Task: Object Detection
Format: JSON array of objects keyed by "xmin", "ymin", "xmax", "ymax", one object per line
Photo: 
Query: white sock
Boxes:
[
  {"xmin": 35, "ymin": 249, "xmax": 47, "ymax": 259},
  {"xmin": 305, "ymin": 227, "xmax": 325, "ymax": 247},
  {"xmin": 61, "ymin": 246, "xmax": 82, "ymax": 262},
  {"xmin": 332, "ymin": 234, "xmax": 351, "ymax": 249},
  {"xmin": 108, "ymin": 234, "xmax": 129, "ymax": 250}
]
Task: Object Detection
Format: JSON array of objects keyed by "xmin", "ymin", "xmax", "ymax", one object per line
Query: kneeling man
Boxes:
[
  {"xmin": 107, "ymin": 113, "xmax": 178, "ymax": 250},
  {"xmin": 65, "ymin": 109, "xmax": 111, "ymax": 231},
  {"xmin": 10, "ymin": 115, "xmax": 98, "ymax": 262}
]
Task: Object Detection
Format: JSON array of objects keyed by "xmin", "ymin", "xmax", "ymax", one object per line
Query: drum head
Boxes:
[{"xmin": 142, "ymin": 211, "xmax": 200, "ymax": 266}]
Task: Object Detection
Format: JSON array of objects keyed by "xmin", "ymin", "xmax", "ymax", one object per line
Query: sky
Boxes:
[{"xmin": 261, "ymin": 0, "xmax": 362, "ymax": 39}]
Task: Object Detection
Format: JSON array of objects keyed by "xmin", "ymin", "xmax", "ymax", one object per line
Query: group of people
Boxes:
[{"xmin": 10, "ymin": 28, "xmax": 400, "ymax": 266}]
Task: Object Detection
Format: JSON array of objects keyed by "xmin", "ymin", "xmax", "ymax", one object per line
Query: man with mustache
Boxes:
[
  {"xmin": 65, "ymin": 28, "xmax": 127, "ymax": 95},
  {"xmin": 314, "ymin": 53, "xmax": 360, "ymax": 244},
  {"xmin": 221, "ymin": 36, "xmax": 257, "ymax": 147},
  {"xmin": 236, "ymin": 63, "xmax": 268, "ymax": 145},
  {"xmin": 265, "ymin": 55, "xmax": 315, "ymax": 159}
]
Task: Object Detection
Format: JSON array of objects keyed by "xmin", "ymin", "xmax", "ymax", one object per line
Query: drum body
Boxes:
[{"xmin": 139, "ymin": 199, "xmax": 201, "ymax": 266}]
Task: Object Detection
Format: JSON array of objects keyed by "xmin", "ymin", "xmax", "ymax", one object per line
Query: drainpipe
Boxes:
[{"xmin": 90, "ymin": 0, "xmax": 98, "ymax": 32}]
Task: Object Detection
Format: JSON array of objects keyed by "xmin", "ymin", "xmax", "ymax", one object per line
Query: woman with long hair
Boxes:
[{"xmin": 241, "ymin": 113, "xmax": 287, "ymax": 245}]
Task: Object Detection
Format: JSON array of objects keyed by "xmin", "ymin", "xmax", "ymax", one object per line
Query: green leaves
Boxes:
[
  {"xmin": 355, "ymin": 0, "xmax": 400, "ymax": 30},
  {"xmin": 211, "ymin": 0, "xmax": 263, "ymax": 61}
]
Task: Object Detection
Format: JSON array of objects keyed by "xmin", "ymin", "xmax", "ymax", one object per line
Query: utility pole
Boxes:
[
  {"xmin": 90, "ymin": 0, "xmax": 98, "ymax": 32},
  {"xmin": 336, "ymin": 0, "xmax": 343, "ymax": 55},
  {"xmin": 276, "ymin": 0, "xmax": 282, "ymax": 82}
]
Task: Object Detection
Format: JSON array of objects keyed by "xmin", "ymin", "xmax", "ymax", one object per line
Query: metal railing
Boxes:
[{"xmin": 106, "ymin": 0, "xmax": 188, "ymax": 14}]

::::

▸ What is asked
Show each line from the items above that contains the string "with".

▸ Completed task
Query: man with mustache
Query: woman with long hair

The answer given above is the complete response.